▸ Passage given
After setting up an art studio in a hangar at the Cal City airport, Rudolph decided that the site specified for The Portal, Desert Butte, required an austere minimalist design which speaks to the surrounding desert environment where efforts of survival require expending little energy at a time in order to survive the heat and water limitations. Leaving his Eastern European ornamentation of Baroque buildings behind, the Golden West of the California High Desert particularly in Mojave is perhaps less about presence and more about the enormity of what's missing including the remnants of a future left behind in the
past. To speak to this unanswered presence Rudolph began executing ceramic tiles with photographs of missing California children burnt into clay in a Mexican faience and underglaze technique that rendered the tile images in a sunburned dust color that nearly blends itself with the desert ground. Instead of the angels opening a doorway to a sacred salvation, his tiles would be placed flat and square on a minimalist doorway, with Heaven and Hell butted together back to back where one leads to directly to the other -- like a Hollywood sign for California City -- a new city of angels, and a memorial to the missing innocence that has been lost.

▸ Material provided
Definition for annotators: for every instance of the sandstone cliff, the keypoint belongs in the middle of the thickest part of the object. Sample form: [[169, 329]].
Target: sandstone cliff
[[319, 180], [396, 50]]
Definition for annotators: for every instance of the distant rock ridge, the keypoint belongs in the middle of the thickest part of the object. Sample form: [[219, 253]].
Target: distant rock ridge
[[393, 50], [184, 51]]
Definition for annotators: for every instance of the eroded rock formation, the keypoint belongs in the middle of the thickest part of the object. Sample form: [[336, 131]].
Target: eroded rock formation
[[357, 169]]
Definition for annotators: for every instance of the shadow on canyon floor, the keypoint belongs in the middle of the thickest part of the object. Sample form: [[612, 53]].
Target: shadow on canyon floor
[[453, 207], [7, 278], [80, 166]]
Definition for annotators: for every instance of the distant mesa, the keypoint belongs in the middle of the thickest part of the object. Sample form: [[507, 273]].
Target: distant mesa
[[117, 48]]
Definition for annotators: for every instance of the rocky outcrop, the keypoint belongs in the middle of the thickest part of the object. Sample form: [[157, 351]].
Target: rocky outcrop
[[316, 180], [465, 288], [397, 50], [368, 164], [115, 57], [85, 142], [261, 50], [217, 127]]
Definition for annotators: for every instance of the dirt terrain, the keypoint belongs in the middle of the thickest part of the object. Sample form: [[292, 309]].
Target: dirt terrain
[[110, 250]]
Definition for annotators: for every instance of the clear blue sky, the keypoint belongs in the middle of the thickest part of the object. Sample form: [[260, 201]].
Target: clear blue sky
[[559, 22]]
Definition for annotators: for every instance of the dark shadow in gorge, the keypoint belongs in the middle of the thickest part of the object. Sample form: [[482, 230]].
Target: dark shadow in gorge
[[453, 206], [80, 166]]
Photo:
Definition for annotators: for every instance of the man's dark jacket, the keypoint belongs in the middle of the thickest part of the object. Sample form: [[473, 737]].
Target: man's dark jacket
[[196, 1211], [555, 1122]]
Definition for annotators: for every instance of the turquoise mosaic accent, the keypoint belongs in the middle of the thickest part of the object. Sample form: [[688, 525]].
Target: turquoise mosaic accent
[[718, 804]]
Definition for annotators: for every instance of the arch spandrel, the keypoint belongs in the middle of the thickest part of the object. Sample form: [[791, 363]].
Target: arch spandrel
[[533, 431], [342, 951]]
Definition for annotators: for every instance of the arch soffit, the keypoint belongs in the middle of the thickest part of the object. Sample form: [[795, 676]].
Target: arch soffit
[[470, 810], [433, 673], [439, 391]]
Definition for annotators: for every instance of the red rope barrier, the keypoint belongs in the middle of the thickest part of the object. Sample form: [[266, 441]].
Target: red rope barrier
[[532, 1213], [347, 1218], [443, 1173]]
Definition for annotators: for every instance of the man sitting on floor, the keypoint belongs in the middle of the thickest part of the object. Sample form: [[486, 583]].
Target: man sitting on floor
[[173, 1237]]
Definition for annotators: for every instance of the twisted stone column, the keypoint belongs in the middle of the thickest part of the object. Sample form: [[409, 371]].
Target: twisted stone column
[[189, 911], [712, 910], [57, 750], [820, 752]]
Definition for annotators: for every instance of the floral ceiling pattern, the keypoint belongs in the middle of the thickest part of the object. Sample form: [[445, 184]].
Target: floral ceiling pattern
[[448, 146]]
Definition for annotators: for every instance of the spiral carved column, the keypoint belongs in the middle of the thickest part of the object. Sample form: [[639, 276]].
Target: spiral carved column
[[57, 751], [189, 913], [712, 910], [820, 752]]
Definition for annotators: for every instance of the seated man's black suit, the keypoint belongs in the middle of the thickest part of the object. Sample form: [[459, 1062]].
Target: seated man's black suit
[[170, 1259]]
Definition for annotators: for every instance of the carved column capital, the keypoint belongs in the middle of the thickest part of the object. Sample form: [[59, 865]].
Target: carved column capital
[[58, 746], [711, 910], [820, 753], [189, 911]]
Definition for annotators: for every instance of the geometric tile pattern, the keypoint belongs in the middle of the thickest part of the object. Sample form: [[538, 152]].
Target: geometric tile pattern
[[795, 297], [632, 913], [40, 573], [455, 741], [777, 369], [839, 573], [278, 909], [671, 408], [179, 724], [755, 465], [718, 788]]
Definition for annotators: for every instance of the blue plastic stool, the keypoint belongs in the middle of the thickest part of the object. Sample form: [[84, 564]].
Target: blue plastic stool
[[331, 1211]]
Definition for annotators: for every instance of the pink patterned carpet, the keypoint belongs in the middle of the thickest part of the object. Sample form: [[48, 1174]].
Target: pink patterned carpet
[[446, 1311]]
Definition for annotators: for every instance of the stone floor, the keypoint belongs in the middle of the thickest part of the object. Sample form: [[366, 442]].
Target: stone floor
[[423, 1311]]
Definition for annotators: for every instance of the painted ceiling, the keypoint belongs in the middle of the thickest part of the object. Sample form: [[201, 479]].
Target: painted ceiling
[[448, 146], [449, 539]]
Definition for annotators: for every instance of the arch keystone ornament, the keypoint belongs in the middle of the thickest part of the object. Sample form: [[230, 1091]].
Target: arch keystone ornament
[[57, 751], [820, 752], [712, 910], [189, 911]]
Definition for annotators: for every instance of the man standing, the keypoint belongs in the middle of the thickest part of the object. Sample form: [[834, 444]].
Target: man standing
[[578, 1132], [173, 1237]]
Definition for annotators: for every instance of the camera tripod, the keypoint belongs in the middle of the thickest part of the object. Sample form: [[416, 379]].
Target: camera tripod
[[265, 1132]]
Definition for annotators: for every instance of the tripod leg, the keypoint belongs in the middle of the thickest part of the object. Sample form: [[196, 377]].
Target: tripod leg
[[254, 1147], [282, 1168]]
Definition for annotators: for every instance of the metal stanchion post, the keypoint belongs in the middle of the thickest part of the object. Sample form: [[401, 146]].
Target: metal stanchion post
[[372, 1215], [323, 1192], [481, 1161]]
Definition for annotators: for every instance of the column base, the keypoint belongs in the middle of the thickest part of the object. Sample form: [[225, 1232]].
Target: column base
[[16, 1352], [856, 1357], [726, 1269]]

▸ Given task 1
Answer these questions from the passage about The Portal, each on its own line:
(a) Where did Rudolph set up his art studio?
(b) What technique did he use to burn photographs into the ceramic tiles?
(c) How were the tiles to be placed on the doorway?
▸ Given task 2
Supply what comes next in the passage about The Portal, picking up after its final sentence.
The records are separate material from the passage about The Portal.

▸ Exercise output 1
(a) In a hangar at the Cal City airport.
(b) A Mexican faience and underglaze technique.
(c) Flat and square on a minimalist doorway.

▸ Exercise output 2
In 1979, The Pop Group debuted their single "She is Beyond Good and Evil" a blend of disco-funk-punk that band member Mike Stewart saw as dissolving the divisions between poetry and politics. Stewart described the song as being about unconditional love as a revolutionary force -- where idealism and energy mix poetic, existential, and political yearnings with the romantic idea of passing through nihilism and emerging on the other side with something positive, something beyond. "She" as illustrated by Rudolph is perhaps a missing child -- a girl once known in California, gone, now beyond good and evil in her innocence lost or place unknown. In memoriam, The Portal resurrects the images of these children, the missing, neither here nor there, but lost perhaps forever on the River Styx, only to emerge again rendered in golem clay for centuries to come on The Portal's Heaven side. Stuck in the past, without present or future, Rudolph offers the missing with a monument in an earthly threshold dedicated to the lost, to a nowhere we imagine as meant just for them beyond good or evil -- if only we can find it, or them.

To this intent, Rudolph expected to work with children and youth from California City to reinsert the memory of childhood innocence and to influence the appearance of the two sides of Heaven and Hell. After attending council meetings and engaging discussions about the project with initial responses from the local high school, and arts commission, he found his emails eventually went unreturned. Initially embraced, The Portal was becoming another chaotic quest for the impossible rebuilding of utopia that had been abandoned already by California City. Balancing between the success and failure of The Portal before his visa expired, Rudolph displayed his ongoing project in the "Under Construction" exhibition at Antelope Valley College Art Gallery in an experimental format of works in progress that brought The Portal and its artistic chaotic pursuit into the college gallery to explore how challenges, questions, and failures combine in the never ending process of making where success and failure are located both inside and beyond the gallery, the studio, a space transitioned through a doorway to somewhere, anywhere else located in basically the same place. The Portal's tagline paradoxically affirms -- "see you on the other side."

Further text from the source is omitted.